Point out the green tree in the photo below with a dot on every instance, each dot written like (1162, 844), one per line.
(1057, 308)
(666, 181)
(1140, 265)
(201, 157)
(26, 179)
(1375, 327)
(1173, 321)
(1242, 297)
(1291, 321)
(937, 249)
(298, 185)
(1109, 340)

■ AIM OF THE EXERCISE: Restating every entry above word for word is the whole task.

■ SOLUTION FOR THIS EXERCISE:
Point out the green tree in the photo below with a dot on every instance, each dot written like (1162, 844), one per line.
(1057, 308)
(666, 181)
(1140, 265)
(201, 157)
(26, 179)
(1375, 327)
(1173, 321)
(1242, 297)
(1291, 321)
(937, 249)
(298, 185)
(1109, 340)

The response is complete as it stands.